First, Wesley insisted on building theology and discipleship on the whole Bible. This is seen perhaps most clearly in his sermons, but is evident generally in his writings.

Second, by employing the “rule of faith” (or “analogy of faith”), Wesley used the central biblical narrative of the history of salvation, centering and culminating in Jesus Christ, as the Bible’s hermeneutical key. Here he keeps good company with the most insightful Patristic writers.

Third, and within these commitments, Wesley prioritized 1 John as the key to understanding the meaning of salvation.

Rob Wall has an excellent discussion of this in his essay “Wesley as Biblical Interpreter,” in The Cambridge Companion to John Wesley (2010). Wall writes, “Although the entire Bible has authority for Wesley, one part of this biblical whole held extra special resonance for him—the first epistle of John. This epistle was his canon within canon” (p. 117). Wall explores the evidence for this in an extended discussion of Wesley’s use of 1 John (pp. 118-22).

Late in life Wesley wrote, “If the preacher would imitate any part of the oracles of God above all the rest, let it be the first epistle of John” (Wesley, Works [Abingdon Ed.], 2:357). Wesley saw 1 John as “the deepest part of Holy Scripture” and in fact as “that compendium of all the Holy Scriptures” (Works, 22:13, 352).

Record extracts -

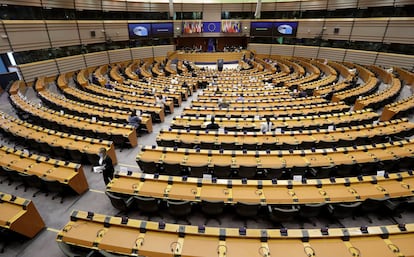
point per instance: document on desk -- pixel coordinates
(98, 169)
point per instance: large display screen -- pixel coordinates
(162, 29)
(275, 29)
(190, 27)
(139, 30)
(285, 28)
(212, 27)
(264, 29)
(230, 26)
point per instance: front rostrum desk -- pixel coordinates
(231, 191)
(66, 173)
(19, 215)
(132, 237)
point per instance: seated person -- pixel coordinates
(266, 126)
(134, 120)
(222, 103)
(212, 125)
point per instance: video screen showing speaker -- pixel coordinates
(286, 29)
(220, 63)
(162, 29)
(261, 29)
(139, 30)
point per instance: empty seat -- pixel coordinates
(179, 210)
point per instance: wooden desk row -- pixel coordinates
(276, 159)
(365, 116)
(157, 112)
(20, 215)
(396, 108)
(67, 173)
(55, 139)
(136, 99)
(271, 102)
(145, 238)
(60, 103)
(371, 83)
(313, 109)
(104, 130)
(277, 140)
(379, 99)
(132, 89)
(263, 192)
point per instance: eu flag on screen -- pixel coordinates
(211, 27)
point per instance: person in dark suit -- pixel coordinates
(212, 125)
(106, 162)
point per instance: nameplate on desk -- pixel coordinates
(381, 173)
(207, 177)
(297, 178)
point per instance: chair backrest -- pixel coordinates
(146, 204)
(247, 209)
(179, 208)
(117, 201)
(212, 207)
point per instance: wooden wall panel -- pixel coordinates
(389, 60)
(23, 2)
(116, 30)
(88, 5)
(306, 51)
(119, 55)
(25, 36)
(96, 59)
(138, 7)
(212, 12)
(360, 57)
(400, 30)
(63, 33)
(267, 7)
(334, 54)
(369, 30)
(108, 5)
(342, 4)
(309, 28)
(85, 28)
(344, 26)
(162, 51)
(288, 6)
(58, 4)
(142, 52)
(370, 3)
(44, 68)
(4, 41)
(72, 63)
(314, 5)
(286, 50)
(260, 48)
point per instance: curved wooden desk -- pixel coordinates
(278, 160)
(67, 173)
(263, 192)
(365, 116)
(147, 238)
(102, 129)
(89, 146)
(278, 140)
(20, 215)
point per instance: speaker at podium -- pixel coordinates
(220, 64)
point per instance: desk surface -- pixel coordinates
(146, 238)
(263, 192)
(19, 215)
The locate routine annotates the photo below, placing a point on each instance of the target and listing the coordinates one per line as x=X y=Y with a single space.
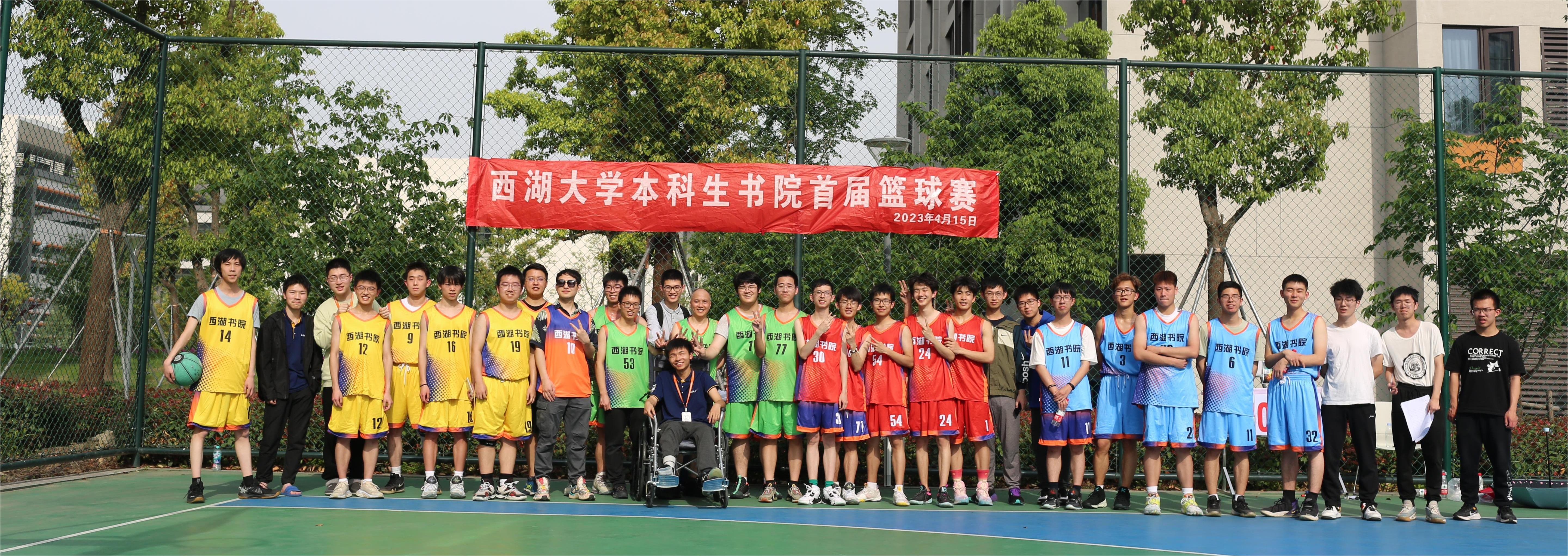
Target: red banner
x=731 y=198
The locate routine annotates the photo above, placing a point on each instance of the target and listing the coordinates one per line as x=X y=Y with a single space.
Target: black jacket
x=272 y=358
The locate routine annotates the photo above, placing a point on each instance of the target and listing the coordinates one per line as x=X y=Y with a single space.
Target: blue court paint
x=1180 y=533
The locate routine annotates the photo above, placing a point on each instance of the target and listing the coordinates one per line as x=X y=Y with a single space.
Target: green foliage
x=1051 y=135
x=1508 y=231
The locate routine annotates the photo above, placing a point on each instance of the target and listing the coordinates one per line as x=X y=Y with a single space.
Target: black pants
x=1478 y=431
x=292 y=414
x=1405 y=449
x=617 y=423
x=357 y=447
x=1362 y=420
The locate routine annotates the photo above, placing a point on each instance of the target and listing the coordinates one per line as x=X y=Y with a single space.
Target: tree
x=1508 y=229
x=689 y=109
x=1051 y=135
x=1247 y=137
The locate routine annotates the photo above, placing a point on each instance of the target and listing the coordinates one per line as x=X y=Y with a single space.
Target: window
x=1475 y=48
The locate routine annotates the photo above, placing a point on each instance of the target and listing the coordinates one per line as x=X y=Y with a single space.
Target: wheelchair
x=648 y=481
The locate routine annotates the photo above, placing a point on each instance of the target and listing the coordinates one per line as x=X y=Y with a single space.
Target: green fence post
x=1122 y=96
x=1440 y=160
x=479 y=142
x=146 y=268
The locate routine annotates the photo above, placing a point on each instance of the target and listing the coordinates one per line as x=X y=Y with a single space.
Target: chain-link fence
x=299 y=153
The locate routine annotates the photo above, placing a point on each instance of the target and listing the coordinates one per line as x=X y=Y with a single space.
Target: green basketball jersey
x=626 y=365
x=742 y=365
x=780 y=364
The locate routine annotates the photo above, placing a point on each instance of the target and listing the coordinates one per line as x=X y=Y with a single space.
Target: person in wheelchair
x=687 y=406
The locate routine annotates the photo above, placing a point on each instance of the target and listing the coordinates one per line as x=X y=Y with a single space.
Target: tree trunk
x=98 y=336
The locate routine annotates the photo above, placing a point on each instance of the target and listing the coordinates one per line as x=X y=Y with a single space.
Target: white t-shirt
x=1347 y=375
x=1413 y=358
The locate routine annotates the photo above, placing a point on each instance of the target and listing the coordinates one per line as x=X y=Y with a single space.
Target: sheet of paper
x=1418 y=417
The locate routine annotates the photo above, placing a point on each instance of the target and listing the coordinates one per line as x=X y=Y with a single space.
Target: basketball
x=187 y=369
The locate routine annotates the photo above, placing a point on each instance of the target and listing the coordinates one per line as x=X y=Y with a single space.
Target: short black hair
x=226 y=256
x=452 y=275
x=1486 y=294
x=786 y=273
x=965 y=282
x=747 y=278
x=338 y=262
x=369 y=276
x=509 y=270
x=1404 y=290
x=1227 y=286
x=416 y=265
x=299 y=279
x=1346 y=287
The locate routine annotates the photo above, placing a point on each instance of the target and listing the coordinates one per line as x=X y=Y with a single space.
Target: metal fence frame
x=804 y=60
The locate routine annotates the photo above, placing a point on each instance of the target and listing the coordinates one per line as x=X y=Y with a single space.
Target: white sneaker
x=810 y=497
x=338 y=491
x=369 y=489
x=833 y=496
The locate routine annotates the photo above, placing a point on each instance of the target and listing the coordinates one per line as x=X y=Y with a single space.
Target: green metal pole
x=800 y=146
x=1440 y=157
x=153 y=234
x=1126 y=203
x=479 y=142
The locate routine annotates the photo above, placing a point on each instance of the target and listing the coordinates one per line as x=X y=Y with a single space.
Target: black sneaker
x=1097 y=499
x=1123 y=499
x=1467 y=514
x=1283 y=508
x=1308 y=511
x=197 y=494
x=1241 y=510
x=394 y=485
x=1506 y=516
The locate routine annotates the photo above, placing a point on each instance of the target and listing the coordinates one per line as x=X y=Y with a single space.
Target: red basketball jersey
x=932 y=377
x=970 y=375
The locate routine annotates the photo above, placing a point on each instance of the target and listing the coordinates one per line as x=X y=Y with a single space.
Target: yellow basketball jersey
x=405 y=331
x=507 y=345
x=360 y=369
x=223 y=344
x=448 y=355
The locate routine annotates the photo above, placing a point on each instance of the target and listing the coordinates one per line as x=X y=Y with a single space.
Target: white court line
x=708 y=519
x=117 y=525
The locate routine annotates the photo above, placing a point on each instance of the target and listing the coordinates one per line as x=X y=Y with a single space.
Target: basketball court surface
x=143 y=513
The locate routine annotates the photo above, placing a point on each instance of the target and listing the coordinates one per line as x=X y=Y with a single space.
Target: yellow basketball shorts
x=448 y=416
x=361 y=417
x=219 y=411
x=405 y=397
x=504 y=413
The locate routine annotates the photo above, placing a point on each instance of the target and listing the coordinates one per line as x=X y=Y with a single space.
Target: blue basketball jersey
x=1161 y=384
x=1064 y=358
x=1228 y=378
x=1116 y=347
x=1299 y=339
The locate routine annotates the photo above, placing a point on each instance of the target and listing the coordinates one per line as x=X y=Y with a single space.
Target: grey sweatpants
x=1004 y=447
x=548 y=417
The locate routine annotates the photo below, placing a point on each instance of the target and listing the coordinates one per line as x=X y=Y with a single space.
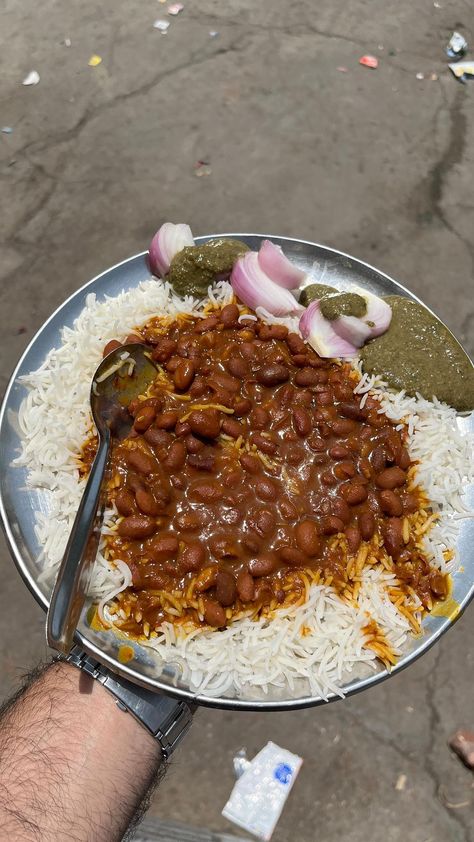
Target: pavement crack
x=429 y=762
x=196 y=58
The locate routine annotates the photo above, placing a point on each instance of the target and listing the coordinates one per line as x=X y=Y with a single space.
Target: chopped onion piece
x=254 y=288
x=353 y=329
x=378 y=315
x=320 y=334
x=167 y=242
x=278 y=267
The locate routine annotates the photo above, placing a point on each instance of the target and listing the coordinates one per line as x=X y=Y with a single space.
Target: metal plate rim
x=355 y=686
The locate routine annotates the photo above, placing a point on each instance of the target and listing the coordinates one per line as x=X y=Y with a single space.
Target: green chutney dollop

Required work -
Translate this sentence from the passage about Wesley's use of the Bible into Spanish: "Third, and within these commitments, Wesley prioritized 1 John as the key to understanding the meaning of salvation." Draw only on the passage about Wesley's use of the Bible.

Solution for this exercise -
Tercero, y dentro de estos compromisos, Wesley dio prioridad a 1 Juan como la clave para entender el significado de la salvación.